ACTION ITEM: Report each line of the entries below that has the word "puppy" in it.

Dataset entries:
---
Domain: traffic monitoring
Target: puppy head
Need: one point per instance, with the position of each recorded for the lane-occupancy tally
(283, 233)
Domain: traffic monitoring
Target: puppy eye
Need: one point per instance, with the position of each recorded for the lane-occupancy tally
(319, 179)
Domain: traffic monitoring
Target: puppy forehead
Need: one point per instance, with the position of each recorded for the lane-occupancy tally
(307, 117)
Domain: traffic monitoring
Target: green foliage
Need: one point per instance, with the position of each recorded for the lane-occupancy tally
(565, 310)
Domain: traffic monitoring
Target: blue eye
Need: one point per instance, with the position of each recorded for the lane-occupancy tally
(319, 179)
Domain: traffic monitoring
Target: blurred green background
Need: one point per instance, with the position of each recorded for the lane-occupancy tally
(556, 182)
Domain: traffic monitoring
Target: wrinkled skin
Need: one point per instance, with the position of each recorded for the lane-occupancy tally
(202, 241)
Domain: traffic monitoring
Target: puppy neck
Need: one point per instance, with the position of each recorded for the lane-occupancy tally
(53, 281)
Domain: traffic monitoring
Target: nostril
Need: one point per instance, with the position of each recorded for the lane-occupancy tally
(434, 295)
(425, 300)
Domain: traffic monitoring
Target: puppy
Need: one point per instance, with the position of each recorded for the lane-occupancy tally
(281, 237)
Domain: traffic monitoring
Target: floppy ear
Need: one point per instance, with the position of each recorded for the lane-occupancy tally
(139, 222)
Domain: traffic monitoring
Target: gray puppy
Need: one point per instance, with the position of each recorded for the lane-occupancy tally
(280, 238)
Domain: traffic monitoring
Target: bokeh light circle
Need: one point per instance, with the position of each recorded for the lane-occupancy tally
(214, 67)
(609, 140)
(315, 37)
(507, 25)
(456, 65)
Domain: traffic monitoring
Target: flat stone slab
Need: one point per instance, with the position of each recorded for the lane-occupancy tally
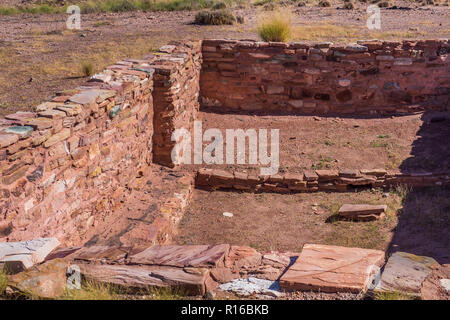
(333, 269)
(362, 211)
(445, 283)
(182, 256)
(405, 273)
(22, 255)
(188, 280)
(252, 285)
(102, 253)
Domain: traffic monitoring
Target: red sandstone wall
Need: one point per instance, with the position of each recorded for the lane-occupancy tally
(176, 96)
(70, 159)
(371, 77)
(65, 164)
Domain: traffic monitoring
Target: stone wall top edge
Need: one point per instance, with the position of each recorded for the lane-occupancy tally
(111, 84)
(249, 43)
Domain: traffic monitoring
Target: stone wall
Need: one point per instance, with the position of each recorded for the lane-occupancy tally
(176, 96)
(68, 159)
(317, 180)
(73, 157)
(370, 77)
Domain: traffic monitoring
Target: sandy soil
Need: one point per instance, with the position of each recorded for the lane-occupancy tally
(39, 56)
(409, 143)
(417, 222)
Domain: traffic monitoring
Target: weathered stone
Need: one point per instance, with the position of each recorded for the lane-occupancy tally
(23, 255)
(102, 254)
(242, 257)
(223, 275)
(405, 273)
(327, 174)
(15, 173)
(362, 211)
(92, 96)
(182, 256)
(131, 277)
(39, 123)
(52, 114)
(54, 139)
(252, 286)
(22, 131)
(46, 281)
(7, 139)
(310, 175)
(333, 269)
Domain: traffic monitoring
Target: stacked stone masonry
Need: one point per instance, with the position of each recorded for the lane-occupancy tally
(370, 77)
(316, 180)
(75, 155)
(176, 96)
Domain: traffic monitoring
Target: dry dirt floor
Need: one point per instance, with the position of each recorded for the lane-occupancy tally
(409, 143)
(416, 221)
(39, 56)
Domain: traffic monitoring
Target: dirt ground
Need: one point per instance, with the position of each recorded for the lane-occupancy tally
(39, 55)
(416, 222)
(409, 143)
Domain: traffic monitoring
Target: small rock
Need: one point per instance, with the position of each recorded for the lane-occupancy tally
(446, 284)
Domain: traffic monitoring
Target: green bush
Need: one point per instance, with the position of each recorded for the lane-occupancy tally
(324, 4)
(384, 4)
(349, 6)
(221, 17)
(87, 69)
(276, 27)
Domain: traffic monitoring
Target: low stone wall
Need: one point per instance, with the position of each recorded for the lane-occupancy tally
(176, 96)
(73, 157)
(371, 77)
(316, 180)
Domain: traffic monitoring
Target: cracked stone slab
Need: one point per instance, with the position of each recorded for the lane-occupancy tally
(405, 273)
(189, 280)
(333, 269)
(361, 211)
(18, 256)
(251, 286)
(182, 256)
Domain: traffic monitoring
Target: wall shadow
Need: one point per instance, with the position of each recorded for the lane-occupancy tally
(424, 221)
---
COMPLETED TASK:
Target: puppy head
Target: puppy eye
Target: puppy forehead
Target: puppy neck
Target: puppy
Target: gray puppy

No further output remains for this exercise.